→ OBJECTIVE: State how many lines in the items below contain the string "pink", matching case exactly. Reply with the number alone.

→ EXERCISE MATERIALS:
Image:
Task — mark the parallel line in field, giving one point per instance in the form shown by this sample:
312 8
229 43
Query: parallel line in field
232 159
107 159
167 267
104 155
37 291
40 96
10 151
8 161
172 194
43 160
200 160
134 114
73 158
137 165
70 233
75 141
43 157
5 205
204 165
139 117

==

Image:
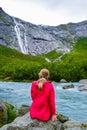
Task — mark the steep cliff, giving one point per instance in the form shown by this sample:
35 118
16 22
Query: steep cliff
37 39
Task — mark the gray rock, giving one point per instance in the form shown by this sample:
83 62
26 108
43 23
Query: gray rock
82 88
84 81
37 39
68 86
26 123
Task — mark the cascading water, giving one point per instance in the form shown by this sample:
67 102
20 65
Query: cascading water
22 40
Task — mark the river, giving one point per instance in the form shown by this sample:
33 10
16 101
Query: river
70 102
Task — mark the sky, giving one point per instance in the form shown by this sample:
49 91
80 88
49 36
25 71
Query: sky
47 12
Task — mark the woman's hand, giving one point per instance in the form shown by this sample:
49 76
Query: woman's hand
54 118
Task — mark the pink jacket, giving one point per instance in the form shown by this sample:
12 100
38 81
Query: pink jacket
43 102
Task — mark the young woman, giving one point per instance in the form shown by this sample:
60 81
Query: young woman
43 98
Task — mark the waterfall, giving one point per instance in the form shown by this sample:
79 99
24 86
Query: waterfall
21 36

→ REPLY TO THE EXERCISE: 2